§ **Assigned task**
With the line containing "Target: fender emblem" as the start and the line containing "Target: white paint" as the end, transcribe that span of the entries below exactly, including both.

(Referring expression data)
___

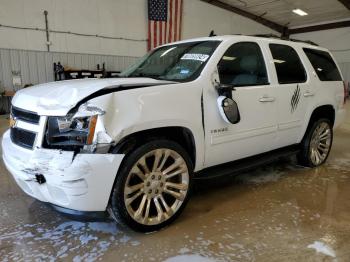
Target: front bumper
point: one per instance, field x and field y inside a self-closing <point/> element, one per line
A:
<point x="82" y="182"/>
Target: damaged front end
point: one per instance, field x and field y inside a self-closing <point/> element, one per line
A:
<point x="81" y="131"/>
<point x="69" y="164"/>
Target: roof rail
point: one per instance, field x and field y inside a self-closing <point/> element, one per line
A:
<point x="284" y="38"/>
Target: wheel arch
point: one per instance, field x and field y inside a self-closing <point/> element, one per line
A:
<point x="322" y="111"/>
<point x="179" y="134"/>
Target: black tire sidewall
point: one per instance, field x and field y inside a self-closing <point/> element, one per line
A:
<point x="117" y="196"/>
<point x="304" y="156"/>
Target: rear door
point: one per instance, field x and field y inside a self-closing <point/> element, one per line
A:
<point x="294" y="93"/>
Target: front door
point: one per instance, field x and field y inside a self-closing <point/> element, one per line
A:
<point x="243" y="66"/>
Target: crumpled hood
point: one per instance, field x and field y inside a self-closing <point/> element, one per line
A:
<point x="57" y="98"/>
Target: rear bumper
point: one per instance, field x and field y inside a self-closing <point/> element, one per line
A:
<point x="82" y="182"/>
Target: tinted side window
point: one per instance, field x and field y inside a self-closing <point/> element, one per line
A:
<point x="288" y="65"/>
<point x="243" y="65"/>
<point x="323" y="64"/>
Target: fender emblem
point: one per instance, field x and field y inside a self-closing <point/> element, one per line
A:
<point x="295" y="99"/>
<point x="12" y="122"/>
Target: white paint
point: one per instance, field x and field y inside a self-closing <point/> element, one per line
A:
<point x="322" y="248"/>
<point x="122" y="18"/>
<point x="90" y="176"/>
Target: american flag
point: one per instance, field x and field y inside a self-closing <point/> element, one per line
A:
<point x="164" y="22"/>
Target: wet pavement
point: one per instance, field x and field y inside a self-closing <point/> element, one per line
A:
<point x="279" y="212"/>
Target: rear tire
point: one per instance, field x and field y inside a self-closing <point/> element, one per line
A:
<point x="152" y="186"/>
<point x="316" y="144"/>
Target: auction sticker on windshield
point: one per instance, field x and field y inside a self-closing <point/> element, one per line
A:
<point x="198" y="57"/>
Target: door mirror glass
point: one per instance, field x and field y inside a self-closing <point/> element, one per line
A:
<point x="228" y="110"/>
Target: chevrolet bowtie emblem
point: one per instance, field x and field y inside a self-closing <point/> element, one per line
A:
<point x="12" y="122"/>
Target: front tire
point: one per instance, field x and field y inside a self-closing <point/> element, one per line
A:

___

§ **Completed exercise**
Target: fender emblem
point: one per instance, field x and field y inside a self-closing <point/> element, one per line
A:
<point x="295" y="99"/>
<point x="12" y="122"/>
Target: white paint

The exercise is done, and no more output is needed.